Exercise objective
Which lines below contain the word "background", matching case exactly? Identify each one by copying it in full.

--- Begin ---

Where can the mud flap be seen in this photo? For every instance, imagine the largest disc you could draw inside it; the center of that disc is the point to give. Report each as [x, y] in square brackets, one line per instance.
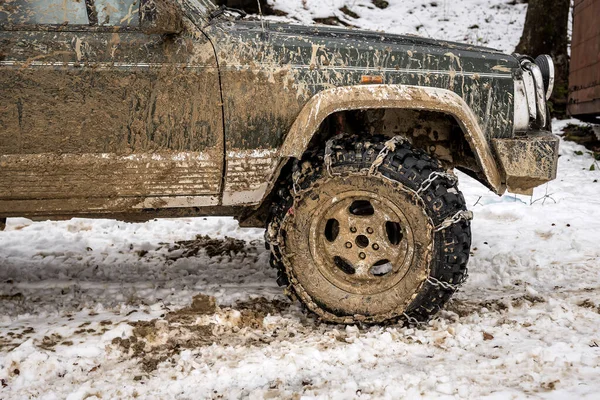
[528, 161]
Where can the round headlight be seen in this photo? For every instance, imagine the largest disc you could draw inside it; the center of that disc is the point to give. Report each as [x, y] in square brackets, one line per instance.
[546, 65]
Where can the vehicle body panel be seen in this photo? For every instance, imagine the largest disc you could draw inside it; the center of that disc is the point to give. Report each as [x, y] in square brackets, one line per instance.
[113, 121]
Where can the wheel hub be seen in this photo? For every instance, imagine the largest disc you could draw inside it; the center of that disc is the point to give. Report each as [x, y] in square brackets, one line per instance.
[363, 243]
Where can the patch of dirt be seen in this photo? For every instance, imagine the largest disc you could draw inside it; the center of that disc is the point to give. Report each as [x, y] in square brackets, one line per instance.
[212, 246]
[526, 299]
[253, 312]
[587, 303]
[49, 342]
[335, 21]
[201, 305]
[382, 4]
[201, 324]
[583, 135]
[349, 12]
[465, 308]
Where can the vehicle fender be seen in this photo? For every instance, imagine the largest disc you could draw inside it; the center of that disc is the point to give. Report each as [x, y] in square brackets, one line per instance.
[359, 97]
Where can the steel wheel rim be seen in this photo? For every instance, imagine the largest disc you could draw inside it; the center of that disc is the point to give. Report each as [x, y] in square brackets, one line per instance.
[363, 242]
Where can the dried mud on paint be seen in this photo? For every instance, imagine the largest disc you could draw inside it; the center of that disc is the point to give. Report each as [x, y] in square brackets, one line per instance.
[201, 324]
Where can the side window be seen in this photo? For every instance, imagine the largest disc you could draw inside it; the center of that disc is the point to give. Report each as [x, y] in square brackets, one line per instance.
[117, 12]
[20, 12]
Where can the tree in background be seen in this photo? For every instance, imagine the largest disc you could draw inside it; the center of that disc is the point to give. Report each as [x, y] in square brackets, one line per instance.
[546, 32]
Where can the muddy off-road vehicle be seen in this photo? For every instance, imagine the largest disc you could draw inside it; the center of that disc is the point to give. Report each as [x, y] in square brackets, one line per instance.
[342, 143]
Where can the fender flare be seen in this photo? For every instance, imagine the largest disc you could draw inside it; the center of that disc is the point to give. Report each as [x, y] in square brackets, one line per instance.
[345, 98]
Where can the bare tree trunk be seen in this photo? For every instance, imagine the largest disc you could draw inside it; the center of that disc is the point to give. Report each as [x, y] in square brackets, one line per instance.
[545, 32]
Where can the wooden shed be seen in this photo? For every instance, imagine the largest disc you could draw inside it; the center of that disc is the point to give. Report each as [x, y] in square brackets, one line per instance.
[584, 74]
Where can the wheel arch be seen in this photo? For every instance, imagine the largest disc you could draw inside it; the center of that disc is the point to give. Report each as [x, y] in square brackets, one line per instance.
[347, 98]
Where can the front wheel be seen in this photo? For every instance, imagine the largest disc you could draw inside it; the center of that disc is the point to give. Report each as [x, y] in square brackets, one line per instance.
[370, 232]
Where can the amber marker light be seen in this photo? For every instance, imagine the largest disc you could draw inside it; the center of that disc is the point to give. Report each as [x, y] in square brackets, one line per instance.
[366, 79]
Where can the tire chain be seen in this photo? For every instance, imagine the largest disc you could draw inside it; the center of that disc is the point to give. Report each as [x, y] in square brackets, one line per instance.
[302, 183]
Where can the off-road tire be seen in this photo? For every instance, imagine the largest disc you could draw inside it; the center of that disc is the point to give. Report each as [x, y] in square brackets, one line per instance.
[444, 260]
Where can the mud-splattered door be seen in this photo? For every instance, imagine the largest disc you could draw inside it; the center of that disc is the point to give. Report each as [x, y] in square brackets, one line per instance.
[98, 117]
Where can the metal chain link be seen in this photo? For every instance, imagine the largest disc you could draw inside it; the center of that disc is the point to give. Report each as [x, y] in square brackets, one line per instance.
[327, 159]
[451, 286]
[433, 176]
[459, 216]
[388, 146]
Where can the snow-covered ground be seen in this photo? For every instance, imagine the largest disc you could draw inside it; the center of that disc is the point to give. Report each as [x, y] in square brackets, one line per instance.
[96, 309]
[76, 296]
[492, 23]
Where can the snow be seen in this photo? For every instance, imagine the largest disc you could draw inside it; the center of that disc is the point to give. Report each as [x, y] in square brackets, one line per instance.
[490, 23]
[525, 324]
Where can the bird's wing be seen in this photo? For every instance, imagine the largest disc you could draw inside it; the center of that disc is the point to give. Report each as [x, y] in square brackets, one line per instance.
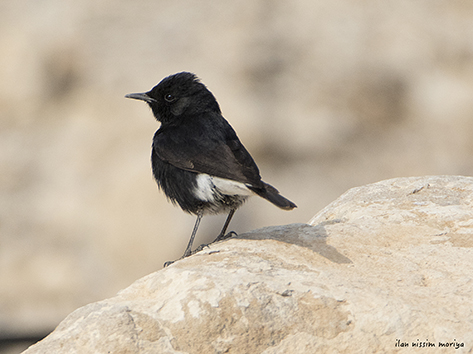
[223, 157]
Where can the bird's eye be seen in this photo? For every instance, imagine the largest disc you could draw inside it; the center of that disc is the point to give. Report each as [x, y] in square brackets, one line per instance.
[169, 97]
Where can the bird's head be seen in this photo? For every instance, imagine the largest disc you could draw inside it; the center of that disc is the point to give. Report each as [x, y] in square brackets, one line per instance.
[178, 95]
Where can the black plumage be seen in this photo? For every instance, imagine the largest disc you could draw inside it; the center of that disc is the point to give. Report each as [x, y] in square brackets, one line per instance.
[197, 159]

--- End ---
--- Begin ---

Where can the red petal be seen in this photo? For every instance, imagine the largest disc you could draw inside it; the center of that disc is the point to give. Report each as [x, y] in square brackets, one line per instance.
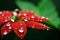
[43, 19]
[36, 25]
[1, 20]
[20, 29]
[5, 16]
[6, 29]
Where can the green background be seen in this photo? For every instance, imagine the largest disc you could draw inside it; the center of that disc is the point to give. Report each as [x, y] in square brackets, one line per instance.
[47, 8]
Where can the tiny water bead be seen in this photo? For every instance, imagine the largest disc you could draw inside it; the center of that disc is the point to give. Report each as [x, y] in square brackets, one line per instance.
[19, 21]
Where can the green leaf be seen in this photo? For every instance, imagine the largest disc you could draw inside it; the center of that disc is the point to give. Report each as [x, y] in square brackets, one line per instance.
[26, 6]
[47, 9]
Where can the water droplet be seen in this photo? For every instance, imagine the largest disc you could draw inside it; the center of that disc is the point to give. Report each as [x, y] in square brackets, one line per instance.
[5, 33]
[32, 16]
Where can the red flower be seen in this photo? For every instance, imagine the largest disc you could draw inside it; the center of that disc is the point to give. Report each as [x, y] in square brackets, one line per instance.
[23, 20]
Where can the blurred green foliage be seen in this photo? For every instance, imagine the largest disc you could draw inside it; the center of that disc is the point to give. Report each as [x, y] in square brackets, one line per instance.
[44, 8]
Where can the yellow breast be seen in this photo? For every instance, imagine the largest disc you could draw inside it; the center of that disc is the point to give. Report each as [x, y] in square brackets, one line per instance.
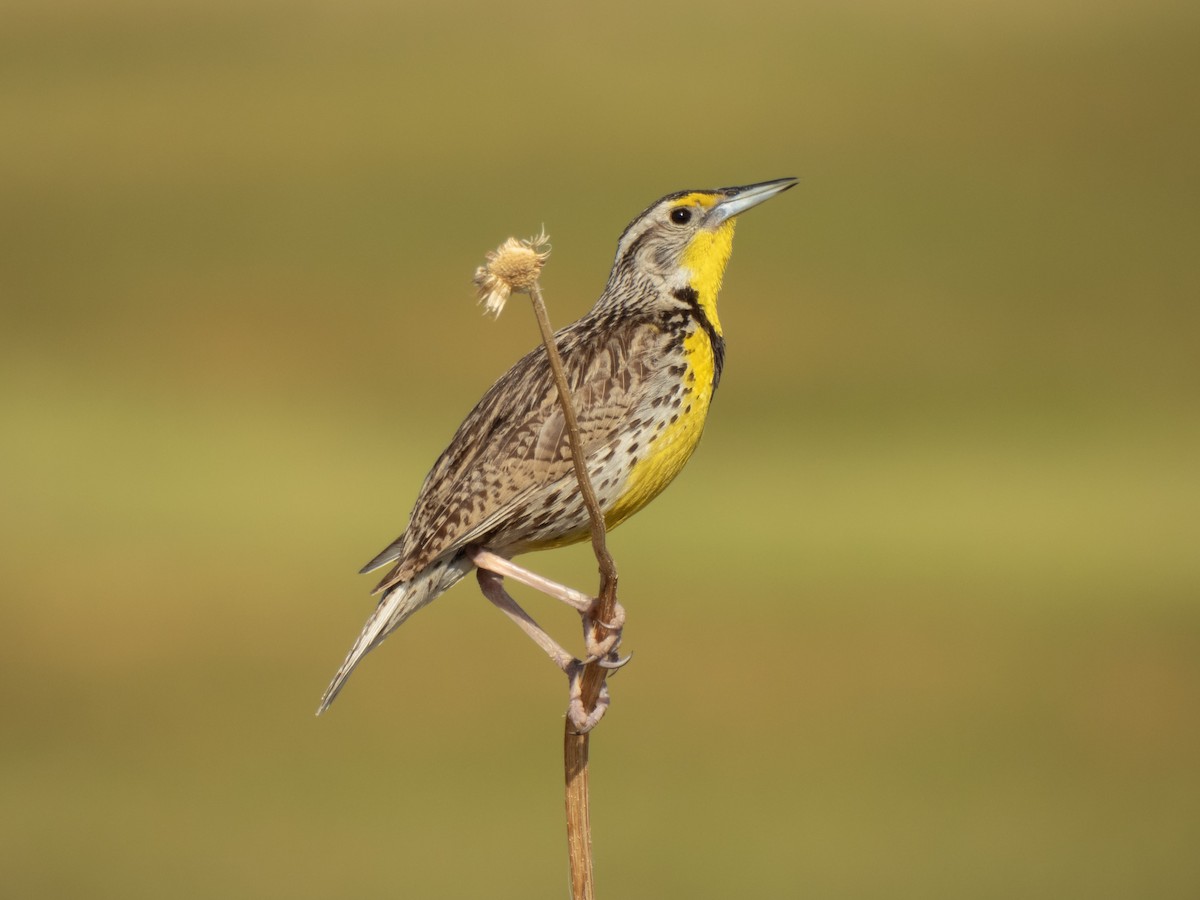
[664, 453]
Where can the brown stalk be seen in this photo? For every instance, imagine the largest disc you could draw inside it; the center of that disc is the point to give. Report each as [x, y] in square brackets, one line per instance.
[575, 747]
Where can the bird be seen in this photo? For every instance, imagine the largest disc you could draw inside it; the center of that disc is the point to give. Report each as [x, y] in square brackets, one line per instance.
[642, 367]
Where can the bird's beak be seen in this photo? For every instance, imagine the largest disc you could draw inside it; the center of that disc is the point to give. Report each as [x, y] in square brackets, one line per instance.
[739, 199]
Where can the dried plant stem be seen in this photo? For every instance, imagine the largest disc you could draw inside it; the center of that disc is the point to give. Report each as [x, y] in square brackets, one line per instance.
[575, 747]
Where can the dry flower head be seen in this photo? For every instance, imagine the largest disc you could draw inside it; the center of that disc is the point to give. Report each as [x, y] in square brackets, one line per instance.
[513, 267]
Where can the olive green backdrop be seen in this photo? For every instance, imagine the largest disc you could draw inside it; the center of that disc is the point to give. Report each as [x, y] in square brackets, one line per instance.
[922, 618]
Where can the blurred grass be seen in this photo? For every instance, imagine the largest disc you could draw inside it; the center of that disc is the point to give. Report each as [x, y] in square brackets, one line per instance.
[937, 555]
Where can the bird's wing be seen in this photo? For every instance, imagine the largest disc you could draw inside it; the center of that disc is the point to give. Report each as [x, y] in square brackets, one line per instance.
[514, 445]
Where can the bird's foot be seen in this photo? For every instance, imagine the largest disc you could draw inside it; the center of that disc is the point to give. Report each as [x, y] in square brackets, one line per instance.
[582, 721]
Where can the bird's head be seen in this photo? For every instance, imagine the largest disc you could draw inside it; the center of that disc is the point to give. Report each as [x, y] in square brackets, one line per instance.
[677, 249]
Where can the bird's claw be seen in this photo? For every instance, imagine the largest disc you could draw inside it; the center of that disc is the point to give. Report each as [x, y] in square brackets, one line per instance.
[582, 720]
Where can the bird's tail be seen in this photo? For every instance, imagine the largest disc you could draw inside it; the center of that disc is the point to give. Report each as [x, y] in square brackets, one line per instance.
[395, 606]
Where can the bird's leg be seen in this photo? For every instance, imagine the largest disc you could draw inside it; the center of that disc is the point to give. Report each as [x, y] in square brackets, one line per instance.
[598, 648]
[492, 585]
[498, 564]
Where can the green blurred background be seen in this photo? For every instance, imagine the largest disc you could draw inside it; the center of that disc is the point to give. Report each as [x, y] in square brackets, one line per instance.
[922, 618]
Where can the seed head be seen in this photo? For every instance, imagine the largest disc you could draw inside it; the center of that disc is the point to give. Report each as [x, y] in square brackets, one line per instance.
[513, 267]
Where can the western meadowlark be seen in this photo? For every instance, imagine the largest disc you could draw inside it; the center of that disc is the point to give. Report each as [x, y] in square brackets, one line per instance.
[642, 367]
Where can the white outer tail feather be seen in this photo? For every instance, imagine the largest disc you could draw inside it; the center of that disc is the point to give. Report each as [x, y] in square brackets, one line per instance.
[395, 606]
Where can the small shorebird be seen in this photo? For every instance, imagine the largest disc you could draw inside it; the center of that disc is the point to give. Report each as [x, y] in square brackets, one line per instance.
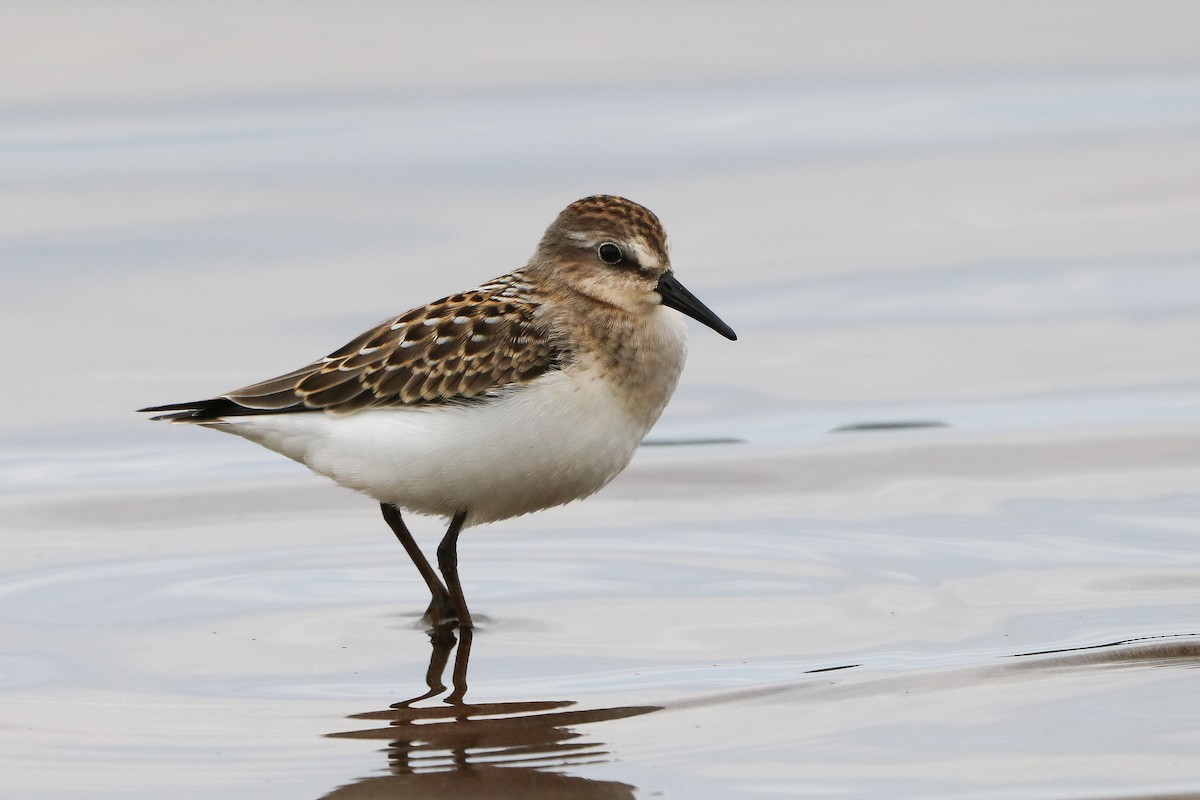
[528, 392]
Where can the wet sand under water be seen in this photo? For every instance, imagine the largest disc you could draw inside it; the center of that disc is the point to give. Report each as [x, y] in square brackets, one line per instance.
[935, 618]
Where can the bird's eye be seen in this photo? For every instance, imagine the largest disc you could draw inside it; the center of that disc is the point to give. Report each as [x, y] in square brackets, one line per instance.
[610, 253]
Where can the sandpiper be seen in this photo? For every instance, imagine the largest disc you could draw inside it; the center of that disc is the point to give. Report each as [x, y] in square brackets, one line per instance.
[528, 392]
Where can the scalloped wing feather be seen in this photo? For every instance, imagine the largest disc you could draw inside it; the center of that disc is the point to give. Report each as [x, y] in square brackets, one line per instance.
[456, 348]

--- End ---
--- Begin ---

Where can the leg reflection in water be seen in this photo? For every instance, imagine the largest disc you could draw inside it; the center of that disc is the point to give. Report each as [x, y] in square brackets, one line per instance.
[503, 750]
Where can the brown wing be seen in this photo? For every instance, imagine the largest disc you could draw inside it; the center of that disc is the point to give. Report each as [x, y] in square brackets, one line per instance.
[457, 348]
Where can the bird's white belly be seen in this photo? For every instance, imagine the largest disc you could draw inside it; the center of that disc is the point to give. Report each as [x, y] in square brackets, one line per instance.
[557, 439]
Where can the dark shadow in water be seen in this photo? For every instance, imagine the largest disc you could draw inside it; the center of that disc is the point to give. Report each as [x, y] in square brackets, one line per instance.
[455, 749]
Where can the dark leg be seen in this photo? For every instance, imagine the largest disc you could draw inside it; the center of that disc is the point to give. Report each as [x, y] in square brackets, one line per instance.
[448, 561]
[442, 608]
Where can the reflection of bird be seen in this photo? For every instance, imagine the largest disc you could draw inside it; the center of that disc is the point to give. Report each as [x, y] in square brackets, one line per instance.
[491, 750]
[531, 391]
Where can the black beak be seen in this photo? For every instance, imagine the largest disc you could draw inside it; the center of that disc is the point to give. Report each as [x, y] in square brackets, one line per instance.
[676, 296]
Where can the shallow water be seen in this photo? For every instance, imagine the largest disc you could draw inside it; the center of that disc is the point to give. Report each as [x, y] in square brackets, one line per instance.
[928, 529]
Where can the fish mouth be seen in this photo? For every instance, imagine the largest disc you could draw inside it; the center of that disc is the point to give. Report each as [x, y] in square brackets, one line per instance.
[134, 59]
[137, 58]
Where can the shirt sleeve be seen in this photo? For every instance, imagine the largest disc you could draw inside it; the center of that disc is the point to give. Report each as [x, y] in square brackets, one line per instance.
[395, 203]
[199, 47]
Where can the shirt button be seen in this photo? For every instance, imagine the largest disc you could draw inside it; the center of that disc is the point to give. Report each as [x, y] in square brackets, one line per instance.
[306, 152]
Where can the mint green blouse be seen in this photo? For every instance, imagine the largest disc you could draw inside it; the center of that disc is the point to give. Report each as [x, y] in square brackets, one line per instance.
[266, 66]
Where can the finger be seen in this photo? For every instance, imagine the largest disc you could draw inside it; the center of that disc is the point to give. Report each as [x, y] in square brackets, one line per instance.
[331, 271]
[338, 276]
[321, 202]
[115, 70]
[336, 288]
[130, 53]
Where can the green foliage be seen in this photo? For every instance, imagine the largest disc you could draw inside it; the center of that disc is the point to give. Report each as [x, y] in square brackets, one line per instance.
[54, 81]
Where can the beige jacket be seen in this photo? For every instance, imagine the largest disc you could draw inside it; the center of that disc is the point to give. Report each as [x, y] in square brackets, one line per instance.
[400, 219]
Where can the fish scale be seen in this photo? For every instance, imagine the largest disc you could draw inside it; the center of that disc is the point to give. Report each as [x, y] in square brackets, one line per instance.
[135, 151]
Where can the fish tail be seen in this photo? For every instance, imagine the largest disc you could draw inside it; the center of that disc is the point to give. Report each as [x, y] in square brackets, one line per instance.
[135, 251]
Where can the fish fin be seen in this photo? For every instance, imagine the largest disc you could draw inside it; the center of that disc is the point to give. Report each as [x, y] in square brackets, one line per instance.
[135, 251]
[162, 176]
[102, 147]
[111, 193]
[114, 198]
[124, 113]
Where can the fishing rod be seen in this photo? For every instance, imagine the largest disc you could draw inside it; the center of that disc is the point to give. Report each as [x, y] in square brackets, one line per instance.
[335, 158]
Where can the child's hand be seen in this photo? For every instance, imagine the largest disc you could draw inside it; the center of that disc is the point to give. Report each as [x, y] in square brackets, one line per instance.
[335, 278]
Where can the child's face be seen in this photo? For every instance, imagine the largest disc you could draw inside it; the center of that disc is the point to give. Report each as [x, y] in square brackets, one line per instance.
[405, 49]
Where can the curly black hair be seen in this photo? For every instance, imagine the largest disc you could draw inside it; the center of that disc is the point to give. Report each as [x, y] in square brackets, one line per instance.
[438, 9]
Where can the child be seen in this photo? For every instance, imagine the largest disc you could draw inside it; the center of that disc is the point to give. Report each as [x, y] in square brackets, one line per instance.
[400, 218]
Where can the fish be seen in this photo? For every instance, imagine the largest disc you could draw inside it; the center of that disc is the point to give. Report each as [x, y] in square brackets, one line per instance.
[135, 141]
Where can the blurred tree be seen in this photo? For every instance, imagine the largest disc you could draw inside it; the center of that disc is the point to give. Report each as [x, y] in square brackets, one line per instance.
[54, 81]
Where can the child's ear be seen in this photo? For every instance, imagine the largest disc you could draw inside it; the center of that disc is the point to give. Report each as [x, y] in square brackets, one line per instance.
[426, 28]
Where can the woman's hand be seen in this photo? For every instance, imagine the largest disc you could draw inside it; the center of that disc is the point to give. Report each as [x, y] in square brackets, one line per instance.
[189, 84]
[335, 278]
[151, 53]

--- End ---

Exercise output
Where can the tree in background be seen in this photo? For every instance, imagine the largest disc you could draw inside it; the center of that disc is the point to give. Report each as [x, y] in square brackets, one line per instance.
Where can the green background be seen in this photo? For every instance, imagine the largest disc you could draw inside it; the center of that disc is the point to give. Report each as [x, y] in square brackets, one line per instance.
Where can the green blurred background be seen in this photo? For every instance, imagine the largest disc you could draw inside it; the center of that disc is the point to give. Report each as [x, y] in square brackets, one line per instance.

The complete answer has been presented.